WHAT YOU ARE ASKED TO DO
When you transcribe the listing that follows, keep every line exact and skip any picture.

DATA RECORDS

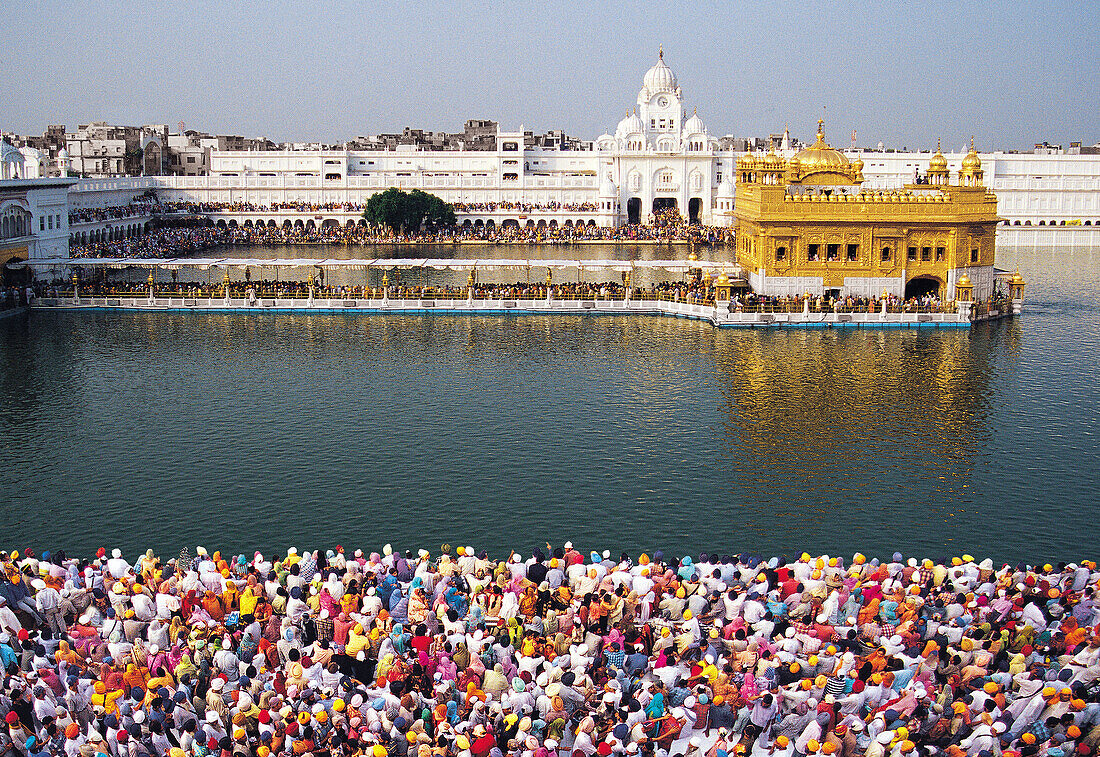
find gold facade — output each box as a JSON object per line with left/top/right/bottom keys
{"left": 734, "top": 124, "right": 1000, "bottom": 299}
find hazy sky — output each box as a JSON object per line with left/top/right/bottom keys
{"left": 2, "top": 1, "right": 1096, "bottom": 151}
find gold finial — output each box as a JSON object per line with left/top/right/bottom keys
{"left": 659, "top": 44, "right": 663, "bottom": 60}
{"left": 817, "top": 119, "right": 825, "bottom": 141}
{"left": 970, "top": 135, "right": 975, "bottom": 152}
{"left": 936, "top": 138, "right": 942, "bottom": 152}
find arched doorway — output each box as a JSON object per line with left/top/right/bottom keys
{"left": 652, "top": 197, "right": 677, "bottom": 215}
{"left": 627, "top": 197, "right": 641, "bottom": 224}
{"left": 143, "top": 141, "right": 163, "bottom": 175}
{"left": 904, "top": 275, "right": 942, "bottom": 300}
{"left": 1, "top": 256, "right": 28, "bottom": 287}
{"left": 688, "top": 197, "right": 702, "bottom": 224}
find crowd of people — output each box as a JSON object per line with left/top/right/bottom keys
{"left": 449, "top": 203, "right": 599, "bottom": 214}
{"left": 724, "top": 294, "right": 949, "bottom": 315}
{"left": 0, "top": 544, "right": 1098, "bottom": 757}
{"left": 69, "top": 228, "right": 232, "bottom": 260}
{"left": 69, "top": 202, "right": 163, "bottom": 226}
{"left": 1, "top": 285, "right": 34, "bottom": 311}
{"left": 43, "top": 278, "right": 712, "bottom": 304}
{"left": 67, "top": 223, "right": 732, "bottom": 262}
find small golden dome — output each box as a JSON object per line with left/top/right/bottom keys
{"left": 929, "top": 139, "right": 948, "bottom": 171}
{"left": 716, "top": 271, "right": 730, "bottom": 286}
{"left": 792, "top": 119, "right": 850, "bottom": 174}
{"left": 961, "top": 137, "right": 981, "bottom": 171}
{"left": 764, "top": 147, "right": 783, "bottom": 166}
{"left": 1010, "top": 269, "right": 1025, "bottom": 286}
{"left": 957, "top": 273, "right": 972, "bottom": 287}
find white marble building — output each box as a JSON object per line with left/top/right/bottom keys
{"left": 168, "top": 50, "right": 738, "bottom": 227}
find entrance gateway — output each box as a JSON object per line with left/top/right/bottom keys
{"left": 904, "top": 276, "right": 942, "bottom": 299}
{"left": 652, "top": 197, "right": 678, "bottom": 217}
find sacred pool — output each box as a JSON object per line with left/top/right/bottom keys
{"left": 0, "top": 243, "right": 1096, "bottom": 563}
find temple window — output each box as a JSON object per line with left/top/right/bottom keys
{"left": 908, "top": 247, "right": 917, "bottom": 261}
{"left": 881, "top": 247, "right": 891, "bottom": 261}
{"left": 971, "top": 248, "right": 979, "bottom": 263}
{"left": 846, "top": 244, "right": 858, "bottom": 262}
{"left": 826, "top": 243, "right": 839, "bottom": 261}
{"left": 921, "top": 246, "right": 931, "bottom": 261}
{"left": 935, "top": 246, "right": 945, "bottom": 261}
{"left": 808, "top": 244, "right": 819, "bottom": 261}
{"left": 776, "top": 246, "right": 787, "bottom": 261}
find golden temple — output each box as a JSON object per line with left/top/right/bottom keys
{"left": 733, "top": 122, "right": 1000, "bottom": 301}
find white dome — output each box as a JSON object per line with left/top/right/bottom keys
{"left": 58, "top": 148, "right": 69, "bottom": 160}
{"left": 683, "top": 111, "right": 705, "bottom": 135}
{"left": 615, "top": 111, "right": 644, "bottom": 139}
{"left": 717, "top": 178, "right": 734, "bottom": 198}
{"left": 642, "top": 49, "right": 677, "bottom": 94}
{"left": 1, "top": 142, "right": 24, "bottom": 163}
{"left": 599, "top": 177, "right": 618, "bottom": 197}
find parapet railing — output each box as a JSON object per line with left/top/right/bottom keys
{"left": 723, "top": 301, "right": 959, "bottom": 314}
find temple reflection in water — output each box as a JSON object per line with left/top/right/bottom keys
{"left": 708, "top": 325, "right": 1016, "bottom": 554}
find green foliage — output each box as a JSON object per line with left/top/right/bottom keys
{"left": 363, "top": 188, "right": 455, "bottom": 233}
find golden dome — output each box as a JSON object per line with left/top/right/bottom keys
{"left": 961, "top": 137, "right": 981, "bottom": 171}
{"left": 1010, "top": 269, "right": 1025, "bottom": 286}
{"left": 764, "top": 147, "right": 783, "bottom": 167}
{"left": 793, "top": 119, "right": 850, "bottom": 173}
{"left": 956, "top": 273, "right": 972, "bottom": 287}
{"left": 716, "top": 271, "right": 730, "bottom": 286}
{"left": 929, "top": 139, "right": 948, "bottom": 171}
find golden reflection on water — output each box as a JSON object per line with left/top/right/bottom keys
{"left": 707, "top": 327, "right": 1007, "bottom": 544}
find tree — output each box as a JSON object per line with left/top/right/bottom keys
{"left": 364, "top": 188, "right": 455, "bottom": 234}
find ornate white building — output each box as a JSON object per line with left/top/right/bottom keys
{"left": 593, "top": 48, "right": 734, "bottom": 224}
{"left": 146, "top": 51, "right": 739, "bottom": 229}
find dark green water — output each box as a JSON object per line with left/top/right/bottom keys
{"left": 1, "top": 245, "right": 1097, "bottom": 564}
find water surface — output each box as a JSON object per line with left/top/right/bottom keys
{"left": 2, "top": 245, "right": 1097, "bottom": 563}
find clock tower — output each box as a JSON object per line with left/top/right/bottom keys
{"left": 636, "top": 46, "right": 684, "bottom": 142}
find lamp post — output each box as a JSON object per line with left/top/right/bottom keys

WRITTEN REPLY
find gold facade — output each box as a JSON object per line with left/top/right/bottom keys
{"left": 734, "top": 124, "right": 1000, "bottom": 299}
find hazy sky — output each box as a JSON object per line with left/top/right/bottom keys
{"left": 2, "top": 1, "right": 1096, "bottom": 151}
find gold finial — output each box as a JSON object per line with left/top/right/bottom keys
{"left": 659, "top": 44, "right": 663, "bottom": 60}
{"left": 817, "top": 119, "right": 825, "bottom": 141}
{"left": 970, "top": 135, "right": 975, "bottom": 152}
{"left": 936, "top": 138, "right": 942, "bottom": 152}
find arched doorway — output each box as a JSON object per line with left/top/right/bottom keys
{"left": 652, "top": 197, "right": 677, "bottom": 215}
{"left": 627, "top": 197, "right": 641, "bottom": 224}
{"left": 143, "top": 141, "right": 163, "bottom": 175}
{"left": 904, "top": 275, "right": 942, "bottom": 300}
{"left": 1, "top": 256, "right": 28, "bottom": 287}
{"left": 688, "top": 197, "right": 702, "bottom": 224}
find crowd of people — output each box as a JSON object per line with left/top/right/bottom keys
{"left": 449, "top": 203, "right": 599, "bottom": 214}
{"left": 724, "top": 294, "right": 949, "bottom": 315}
{"left": 0, "top": 544, "right": 1098, "bottom": 757}
{"left": 69, "top": 228, "right": 232, "bottom": 260}
{"left": 69, "top": 202, "right": 163, "bottom": 226}
{"left": 1, "top": 285, "right": 34, "bottom": 311}
{"left": 43, "top": 278, "right": 712, "bottom": 304}
{"left": 67, "top": 223, "right": 732, "bottom": 262}
find small golden dome — output each box as a JSON object per line with left/top/right/bottom keys
{"left": 929, "top": 139, "right": 948, "bottom": 171}
{"left": 716, "top": 271, "right": 730, "bottom": 286}
{"left": 792, "top": 119, "right": 850, "bottom": 174}
{"left": 961, "top": 137, "right": 981, "bottom": 171}
{"left": 764, "top": 147, "right": 783, "bottom": 166}
{"left": 1010, "top": 269, "right": 1025, "bottom": 286}
{"left": 957, "top": 273, "right": 972, "bottom": 287}
find white marble building — output each box as a JSON object per line with left/top/right/bottom keys
{"left": 168, "top": 50, "right": 738, "bottom": 227}
find entrance gateway — output each box as a JSON object per line with left/top/right/bottom keys
{"left": 904, "top": 276, "right": 942, "bottom": 299}
{"left": 652, "top": 197, "right": 678, "bottom": 217}
find sacred pool — output each box as a JSON object per line with left/top/right/bottom keys
{"left": 0, "top": 243, "right": 1096, "bottom": 563}
find temple window — output each box as a JSON object per line with left/top/right/bottom keys
{"left": 908, "top": 247, "right": 917, "bottom": 261}
{"left": 881, "top": 247, "right": 891, "bottom": 261}
{"left": 971, "top": 248, "right": 979, "bottom": 263}
{"left": 846, "top": 244, "right": 858, "bottom": 262}
{"left": 826, "top": 243, "right": 839, "bottom": 261}
{"left": 921, "top": 246, "right": 931, "bottom": 261}
{"left": 935, "top": 246, "right": 945, "bottom": 261}
{"left": 808, "top": 244, "right": 819, "bottom": 261}
{"left": 776, "top": 246, "right": 787, "bottom": 261}
find golden temple — output each box as a JSON object per line with left/top/right/bottom keys
{"left": 733, "top": 122, "right": 1000, "bottom": 301}
find white dome — output each box as a JSON object per line with left/top/right/bottom keys
{"left": 58, "top": 148, "right": 69, "bottom": 160}
{"left": 683, "top": 111, "right": 705, "bottom": 135}
{"left": 615, "top": 111, "right": 644, "bottom": 139}
{"left": 717, "top": 178, "right": 734, "bottom": 198}
{"left": 642, "top": 49, "right": 677, "bottom": 94}
{"left": 1, "top": 142, "right": 24, "bottom": 163}
{"left": 599, "top": 177, "right": 618, "bottom": 197}
find parapet railing — output each box as a JSON object per line with left/top/right/bottom keys
{"left": 723, "top": 301, "right": 959, "bottom": 314}
find temple reflection in water — output each box as a JSON object per line with left/top/right/bottom keys
{"left": 708, "top": 325, "right": 1016, "bottom": 554}
find green foliage — output each box as a JSON object per line with left/top/right/bottom keys
{"left": 363, "top": 188, "right": 455, "bottom": 233}
find golden dome — output each box as a JSON object per line with left/top/right/bottom keys
{"left": 961, "top": 137, "right": 981, "bottom": 171}
{"left": 1010, "top": 269, "right": 1025, "bottom": 286}
{"left": 764, "top": 147, "right": 783, "bottom": 167}
{"left": 793, "top": 119, "right": 850, "bottom": 173}
{"left": 956, "top": 273, "right": 972, "bottom": 287}
{"left": 716, "top": 271, "right": 730, "bottom": 286}
{"left": 929, "top": 139, "right": 948, "bottom": 171}
find golden reflection on water — output each box as a JSON object per line with left/top/right/bottom keys
{"left": 707, "top": 327, "right": 1007, "bottom": 544}
find tree — output each box as a JSON object per line with left/top/right/bottom keys
{"left": 364, "top": 188, "right": 455, "bottom": 234}
find ornate white building — output each box as a JSON object per line with left/top/right/bottom keys
{"left": 593, "top": 48, "right": 734, "bottom": 224}
{"left": 146, "top": 51, "right": 739, "bottom": 229}
find dark green water — output each box as a JSON object per line with left/top/right/bottom keys
{"left": 1, "top": 245, "right": 1097, "bottom": 564}
find water surface — output each box as a JSON object per line with left/top/right/bottom keys
{"left": 2, "top": 245, "right": 1097, "bottom": 563}
find clock tower — output each box as a JSON object per line with left/top/right/bottom keys
{"left": 636, "top": 46, "right": 684, "bottom": 142}
find lamp post — output each box as a JSON object per line with left/top/right/bottom keys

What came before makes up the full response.